═════ Entries supplied
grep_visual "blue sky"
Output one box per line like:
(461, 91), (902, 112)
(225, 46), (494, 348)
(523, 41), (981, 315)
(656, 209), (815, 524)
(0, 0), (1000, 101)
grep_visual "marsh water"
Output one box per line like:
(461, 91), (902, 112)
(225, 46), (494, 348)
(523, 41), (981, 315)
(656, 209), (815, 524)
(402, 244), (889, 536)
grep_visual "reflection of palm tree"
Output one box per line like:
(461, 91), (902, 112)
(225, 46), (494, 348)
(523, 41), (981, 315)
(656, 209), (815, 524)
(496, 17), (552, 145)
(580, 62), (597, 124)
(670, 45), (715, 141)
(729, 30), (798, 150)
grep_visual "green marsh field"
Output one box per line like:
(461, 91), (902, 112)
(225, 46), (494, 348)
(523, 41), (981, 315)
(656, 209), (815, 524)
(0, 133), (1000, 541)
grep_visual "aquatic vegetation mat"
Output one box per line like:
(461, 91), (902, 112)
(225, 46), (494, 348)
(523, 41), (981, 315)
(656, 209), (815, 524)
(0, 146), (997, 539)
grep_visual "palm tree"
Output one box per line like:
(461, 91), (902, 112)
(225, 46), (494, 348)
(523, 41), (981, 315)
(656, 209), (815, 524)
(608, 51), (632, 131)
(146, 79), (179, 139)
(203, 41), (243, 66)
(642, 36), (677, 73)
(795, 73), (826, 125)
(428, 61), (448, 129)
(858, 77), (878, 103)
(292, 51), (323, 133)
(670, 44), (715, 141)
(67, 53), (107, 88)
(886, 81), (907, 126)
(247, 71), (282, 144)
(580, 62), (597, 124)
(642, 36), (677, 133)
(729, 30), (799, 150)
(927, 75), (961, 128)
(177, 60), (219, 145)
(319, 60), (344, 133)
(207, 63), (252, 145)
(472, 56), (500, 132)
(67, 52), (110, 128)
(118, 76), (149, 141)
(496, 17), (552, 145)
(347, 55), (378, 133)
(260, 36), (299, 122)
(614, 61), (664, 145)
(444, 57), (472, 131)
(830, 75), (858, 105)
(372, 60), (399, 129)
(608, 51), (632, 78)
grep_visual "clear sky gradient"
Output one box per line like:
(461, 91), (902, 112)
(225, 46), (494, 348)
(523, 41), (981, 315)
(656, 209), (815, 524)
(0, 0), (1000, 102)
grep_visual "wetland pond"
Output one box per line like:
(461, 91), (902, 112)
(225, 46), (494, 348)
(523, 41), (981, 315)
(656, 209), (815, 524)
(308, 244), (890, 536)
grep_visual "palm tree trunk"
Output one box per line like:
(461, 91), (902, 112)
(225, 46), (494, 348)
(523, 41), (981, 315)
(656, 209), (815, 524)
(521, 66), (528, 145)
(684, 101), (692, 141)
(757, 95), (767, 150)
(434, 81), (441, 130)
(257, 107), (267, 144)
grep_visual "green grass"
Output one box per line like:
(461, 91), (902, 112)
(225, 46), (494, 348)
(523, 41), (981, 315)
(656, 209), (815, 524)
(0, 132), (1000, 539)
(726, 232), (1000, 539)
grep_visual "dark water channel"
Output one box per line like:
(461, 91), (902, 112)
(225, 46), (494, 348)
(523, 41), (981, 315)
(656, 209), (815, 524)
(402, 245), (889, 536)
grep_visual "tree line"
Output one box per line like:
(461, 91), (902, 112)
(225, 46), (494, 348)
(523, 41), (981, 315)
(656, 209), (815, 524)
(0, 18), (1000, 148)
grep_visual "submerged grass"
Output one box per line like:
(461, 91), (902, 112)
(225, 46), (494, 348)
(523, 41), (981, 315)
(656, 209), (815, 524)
══════════
Directions for this task -> Repeat every one of the rows above verbatim, keeping their original order.

Solution for this problem ->
grep_visual "blue sky"
Output one box per line like:
(461, 91), (902, 112)
(225, 46), (494, 348)
(523, 41), (981, 315)
(656, 209), (815, 524)
(0, 0), (1000, 101)
grep_visual "marsh water"
Output one box per line like:
(461, 91), (902, 112)
(225, 46), (494, 348)
(523, 41), (981, 315)
(656, 209), (815, 524)
(402, 244), (889, 536)
grep_visual "reflection of palm tree"
Output one box per line like:
(461, 91), (902, 112)
(225, 46), (494, 348)
(523, 41), (981, 315)
(656, 209), (815, 524)
(496, 17), (552, 145)
(580, 62), (597, 124)
(670, 45), (715, 141)
(729, 30), (798, 150)
grep_visual "green marsh field"
Output one box per line like:
(461, 91), (902, 112)
(225, 46), (494, 348)
(523, 41), (981, 315)
(656, 209), (815, 524)
(0, 133), (1000, 541)
grep_visual "aquatic vegetation mat"
Output one box per line like:
(461, 91), (902, 112)
(225, 46), (494, 348)
(523, 41), (981, 315)
(656, 209), (815, 524)
(0, 146), (997, 539)
grep_visual "palm tree"
Output one box per line like:
(461, 91), (902, 112)
(225, 46), (494, 348)
(523, 41), (981, 315)
(656, 209), (815, 524)
(608, 51), (632, 131)
(146, 79), (179, 139)
(203, 41), (243, 66)
(642, 36), (677, 73)
(795, 73), (826, 125)
(428, 61), (448, 129)
(858, 77), (878, 103)
(292, 51), (323, 133)
(670, 44), (715, 141)
(67, 53), (107, 88)
(886, 81), (907, 126)
(247, 71), (282, 144)
(580, 62), (597, 124)
(642, 36), (677, 133)
(729, 30), (799, 150)
(927, 75), (961, 128)
(177, 60), (219, 145)
(319, 60), (344, 133)
(207, 63), (252, 145)
(472, 56), (500, 132)
(67, 52), (110, 128)
(118, 76), (149, 141)
(496, 17), (552, 145)
(347, 55), (378, 133)
(260, 36), (299, 122)
(614, 61), (664, 145)
(444, 57), (472, 131)
(830, 75), (858, 105)
(372, 60), (399, 129)
(608, 51), (632, 78)
grep_visual "clear sky gradient"
Output one box per line like:
(461, 91), (902, 112)
(225, 46), (494, 348)
(523, 41), (981, 315)
(656, 209), (815, 524)
(0, 0), (1000, 102)
grep_visual "wetland pond"
Output one box per line like:
(461, 91), (902, 112)
(225, 46), (494, 348)
(523, 41), (981, 315)
(656, 209), (815, 524)
(308, 244), (890, 536)
grep_visual "palm tree trunk"
Output one box per line like:
(461, 91), (902, 112)
(225, 46), (494, 348)
(523, 41), (981, 315)
(656, 209), (815, 524)
(521, 66), (528, 145)
(684, 101), (692, 141)
(757, 95), (767, 150)
(434, 81), (441, 130)
(257, 107), (267, 144)
grep_visual "green grass"
Output one box per line like:
(461, 91), (902, 112)
(225, 46), (494, 348)
(523, 41), (981, 315)
(656, 209), (815, 524)
(0, 132), (1000, 539)
(726, 232), (1000, 539)
grep_visual "dark water channel"
Output one box per line like:
(461, 91), (902, 112)
(225, 46), (494, 348)
(523, 41), (981, 315)
(656, 209), (815, 524)
(402, 245), (889, 536)
grep_visual "tree line"
Output one box per line like:
(461, 91), (902, 112)
(225, 46), (494, 348)
(523, 41), (981, 315)
(656, 209), (815, 524)
(0, 18), (1000, 148)
grep_visual "submerged grass"
Output one box per line like:
(461, 91), (902, 112)
(225, 46), (494, 348)
(523, 41), (981, 315)
(656, 209), (815, 524)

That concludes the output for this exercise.